_DOCUMENTO FUENTE_
────────────────

Opinión: Juan, ¿por qué no me miras?

[cmsmasters_row][cmsmasters_column data_width=»1/1″][cmsmasters_text]

Richard Strauss (1864-1949)

Apuntes, ideas y posibilidades en torno a Salome de Richard Strauss

Mientras viva, el profeta Juan Bautista nunca comprenderá que ama a Salomé, princesa de Judea. Es un hombre al que la vida le estorba para poder amarla.  Salomé ordena que lo decapiten y besa los labios inertes de la cabeza cercenada. Con ese beso se apropia del destino del Bautista y lo dirige hacia la construcción de un amor que debe ocurrir más allá de la muerte porque ha puesto en riesgo la estabilidad del universo. Para la historia de la ópera, ese beso representa el dueto de amor más sinestro, demencial y bello.

De acuerdo con el Nuevo Testamento (los evangelios de Marcos y Mateo), Salomé pide una muerte brutal para Juan Bautista azuzada por su madre Herodías; esta versión del relato es la que, tras leer a Heinrich Heine y Gustave Flaubert, usa Jules Massenet (1842-1912) para su ópera en cuatro actos Hérodiade (1881). 

Richard Strauss (1864-1949) deseaba una narración dramática frenética que no dé vueltas, por eso recurrió a Oscar Wilde, quien prescindió del influjo materno y ofreció una versión de la historia en donde Salomé es la única y absoluta responsable.

Salomé es música agitada e impetuosa que dulcifica sus colores cuando canta sobre cielo abierto y aire. Se exalta y apaga, pero incluso cuando calla su atmósfera resulta turbulenta. Los alientos absorben su esencia; la enuncian con frases cortas y rápidas, siempre cambiantes, siempre violentas. Nada dura lo suficiente como para adquirir una existencia completa. La suya es música atrabancada e inconclusa, que mientras existe todo lo cubre y todo lo arrasa, pero termina sin haberse desarrollado, y luego solo queda su ausencia, que es sombría y perversa. Fluctúa entre lo extático y lo fúnebre, llora y se inflama en una misma poética de la voluptuosidad y la inconstancia.

────────────────

Del texto sobre la Salome de Strauss, reproduce el fragmento de "De acuerdo con" a "y absoluta responsable." y sustituye "frenética" por "vertiginosa". Los ítems proceden de otra fuente.

_Datos de origen_
────────────────

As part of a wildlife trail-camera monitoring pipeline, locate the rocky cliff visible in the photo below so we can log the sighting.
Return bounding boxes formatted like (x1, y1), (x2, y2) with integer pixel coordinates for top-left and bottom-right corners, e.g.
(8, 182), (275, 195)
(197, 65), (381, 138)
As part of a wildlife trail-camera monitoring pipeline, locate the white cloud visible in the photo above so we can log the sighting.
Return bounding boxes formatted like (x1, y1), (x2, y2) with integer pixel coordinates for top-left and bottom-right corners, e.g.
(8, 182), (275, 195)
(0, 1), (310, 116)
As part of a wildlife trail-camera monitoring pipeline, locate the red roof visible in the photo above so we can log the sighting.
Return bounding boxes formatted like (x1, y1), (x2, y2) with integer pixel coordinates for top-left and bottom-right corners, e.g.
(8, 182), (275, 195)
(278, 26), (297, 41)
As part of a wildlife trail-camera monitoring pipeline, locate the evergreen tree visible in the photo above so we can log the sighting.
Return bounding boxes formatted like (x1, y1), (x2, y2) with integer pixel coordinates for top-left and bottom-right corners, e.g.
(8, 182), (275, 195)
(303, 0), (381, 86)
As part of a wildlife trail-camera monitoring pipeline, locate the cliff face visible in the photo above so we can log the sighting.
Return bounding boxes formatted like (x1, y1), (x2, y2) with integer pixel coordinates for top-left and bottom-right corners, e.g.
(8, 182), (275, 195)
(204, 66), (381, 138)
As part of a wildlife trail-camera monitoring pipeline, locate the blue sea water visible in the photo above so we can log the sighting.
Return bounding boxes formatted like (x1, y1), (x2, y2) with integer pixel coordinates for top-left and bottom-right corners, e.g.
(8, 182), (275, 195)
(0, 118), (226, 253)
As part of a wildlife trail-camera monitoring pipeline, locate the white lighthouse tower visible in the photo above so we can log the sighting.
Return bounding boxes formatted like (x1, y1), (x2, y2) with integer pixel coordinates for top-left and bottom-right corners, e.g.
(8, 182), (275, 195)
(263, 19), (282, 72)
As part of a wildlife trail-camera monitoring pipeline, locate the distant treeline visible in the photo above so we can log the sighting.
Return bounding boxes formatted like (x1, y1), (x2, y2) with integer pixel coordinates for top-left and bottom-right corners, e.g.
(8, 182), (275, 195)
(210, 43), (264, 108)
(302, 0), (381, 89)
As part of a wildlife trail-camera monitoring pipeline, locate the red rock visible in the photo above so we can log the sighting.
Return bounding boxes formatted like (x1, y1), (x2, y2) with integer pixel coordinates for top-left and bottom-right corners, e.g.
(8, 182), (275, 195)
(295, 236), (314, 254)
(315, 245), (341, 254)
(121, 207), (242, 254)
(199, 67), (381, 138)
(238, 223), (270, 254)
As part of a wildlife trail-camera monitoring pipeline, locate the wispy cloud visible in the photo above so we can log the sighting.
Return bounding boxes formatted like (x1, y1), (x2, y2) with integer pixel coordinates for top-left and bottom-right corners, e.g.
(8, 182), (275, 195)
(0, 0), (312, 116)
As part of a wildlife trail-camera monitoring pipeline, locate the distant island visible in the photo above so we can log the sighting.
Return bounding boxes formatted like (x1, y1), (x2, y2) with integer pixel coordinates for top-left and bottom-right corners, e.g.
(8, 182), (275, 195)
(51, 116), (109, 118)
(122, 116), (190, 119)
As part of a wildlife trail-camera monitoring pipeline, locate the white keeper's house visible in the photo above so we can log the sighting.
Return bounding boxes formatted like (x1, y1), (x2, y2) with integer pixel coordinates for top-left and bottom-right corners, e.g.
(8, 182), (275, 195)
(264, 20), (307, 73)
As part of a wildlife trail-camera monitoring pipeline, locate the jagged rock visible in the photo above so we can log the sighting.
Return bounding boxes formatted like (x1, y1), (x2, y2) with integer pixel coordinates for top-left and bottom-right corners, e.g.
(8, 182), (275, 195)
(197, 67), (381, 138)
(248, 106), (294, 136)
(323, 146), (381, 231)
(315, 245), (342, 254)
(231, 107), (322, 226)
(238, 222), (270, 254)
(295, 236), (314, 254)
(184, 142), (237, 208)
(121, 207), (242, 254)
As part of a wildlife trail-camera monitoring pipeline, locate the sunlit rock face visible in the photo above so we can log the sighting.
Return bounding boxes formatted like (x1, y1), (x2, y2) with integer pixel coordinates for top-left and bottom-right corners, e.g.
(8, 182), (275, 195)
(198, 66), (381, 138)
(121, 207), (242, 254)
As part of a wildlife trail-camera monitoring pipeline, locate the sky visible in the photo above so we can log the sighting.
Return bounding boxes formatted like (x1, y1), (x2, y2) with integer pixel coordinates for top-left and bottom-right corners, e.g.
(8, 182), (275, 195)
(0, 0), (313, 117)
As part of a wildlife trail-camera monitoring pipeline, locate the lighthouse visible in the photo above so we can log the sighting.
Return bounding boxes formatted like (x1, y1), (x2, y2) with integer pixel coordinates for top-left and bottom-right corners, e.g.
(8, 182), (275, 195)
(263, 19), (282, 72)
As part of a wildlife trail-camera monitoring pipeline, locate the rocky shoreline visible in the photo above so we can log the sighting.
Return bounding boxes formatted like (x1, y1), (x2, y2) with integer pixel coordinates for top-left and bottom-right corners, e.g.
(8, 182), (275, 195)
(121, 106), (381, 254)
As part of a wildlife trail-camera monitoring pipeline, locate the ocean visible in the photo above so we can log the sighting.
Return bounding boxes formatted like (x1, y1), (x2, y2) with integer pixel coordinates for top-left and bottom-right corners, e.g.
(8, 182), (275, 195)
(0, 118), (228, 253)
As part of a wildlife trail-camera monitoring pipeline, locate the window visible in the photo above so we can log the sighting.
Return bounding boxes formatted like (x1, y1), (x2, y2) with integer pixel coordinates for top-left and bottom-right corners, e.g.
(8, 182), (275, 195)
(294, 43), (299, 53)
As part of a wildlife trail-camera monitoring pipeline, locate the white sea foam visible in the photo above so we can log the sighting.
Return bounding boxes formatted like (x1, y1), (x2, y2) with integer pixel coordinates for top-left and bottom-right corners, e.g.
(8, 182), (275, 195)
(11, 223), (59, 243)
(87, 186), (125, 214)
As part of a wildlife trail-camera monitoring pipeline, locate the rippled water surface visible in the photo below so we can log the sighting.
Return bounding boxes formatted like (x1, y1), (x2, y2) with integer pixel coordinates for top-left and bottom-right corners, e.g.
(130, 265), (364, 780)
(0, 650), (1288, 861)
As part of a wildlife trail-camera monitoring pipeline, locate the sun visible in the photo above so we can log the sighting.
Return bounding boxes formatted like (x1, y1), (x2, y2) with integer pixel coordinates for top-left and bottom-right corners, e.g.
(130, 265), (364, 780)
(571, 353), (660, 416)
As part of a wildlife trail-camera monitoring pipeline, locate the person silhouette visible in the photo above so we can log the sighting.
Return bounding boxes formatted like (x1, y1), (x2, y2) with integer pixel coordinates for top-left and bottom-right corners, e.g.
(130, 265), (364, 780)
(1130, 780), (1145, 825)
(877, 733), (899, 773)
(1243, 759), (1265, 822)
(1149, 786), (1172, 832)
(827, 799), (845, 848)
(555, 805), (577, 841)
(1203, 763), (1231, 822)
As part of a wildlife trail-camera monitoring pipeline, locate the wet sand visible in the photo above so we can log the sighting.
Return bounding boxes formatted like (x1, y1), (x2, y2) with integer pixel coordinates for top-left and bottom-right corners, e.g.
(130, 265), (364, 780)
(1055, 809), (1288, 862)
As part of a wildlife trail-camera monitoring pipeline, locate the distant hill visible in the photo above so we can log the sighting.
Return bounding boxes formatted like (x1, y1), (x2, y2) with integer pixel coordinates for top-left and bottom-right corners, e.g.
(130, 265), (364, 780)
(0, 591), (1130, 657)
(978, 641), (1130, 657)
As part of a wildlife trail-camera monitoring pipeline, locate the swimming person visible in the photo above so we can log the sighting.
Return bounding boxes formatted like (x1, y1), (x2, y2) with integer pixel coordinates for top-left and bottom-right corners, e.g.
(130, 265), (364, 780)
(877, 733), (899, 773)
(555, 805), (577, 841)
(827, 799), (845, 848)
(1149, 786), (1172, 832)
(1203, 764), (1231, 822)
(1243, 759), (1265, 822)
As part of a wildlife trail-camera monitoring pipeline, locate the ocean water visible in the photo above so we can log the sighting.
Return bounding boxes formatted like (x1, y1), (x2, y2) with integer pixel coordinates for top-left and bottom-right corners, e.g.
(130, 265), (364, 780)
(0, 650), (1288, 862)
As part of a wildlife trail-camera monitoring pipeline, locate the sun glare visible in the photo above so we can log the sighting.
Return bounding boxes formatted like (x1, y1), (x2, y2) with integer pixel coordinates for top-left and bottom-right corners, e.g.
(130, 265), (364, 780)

────────────────

_RESPUESTA COMPLETA_
De acuerdo con el Nuevo Testamento (los evangelios de Marcos y Mateo), Salomé pide una muerte brutal para Juan Bautista azuzada por su madre Herodías; esta versión del relato es la que, tras leer a Heinrich Heine y Gustave Flaubert, usa Jules Massenet (1842-1912) para su ópera en cuatro actos Hérodiade (1881). 

Richard Strauss (1864-1949) deseaba una narración dramática vertiginosa que no dé vueltas, por eso recurrió a Oscar Wilde, quien prescindió del influjo materno y ofreció una versión de la historia en donde Salomé es la única y absoluta responsable.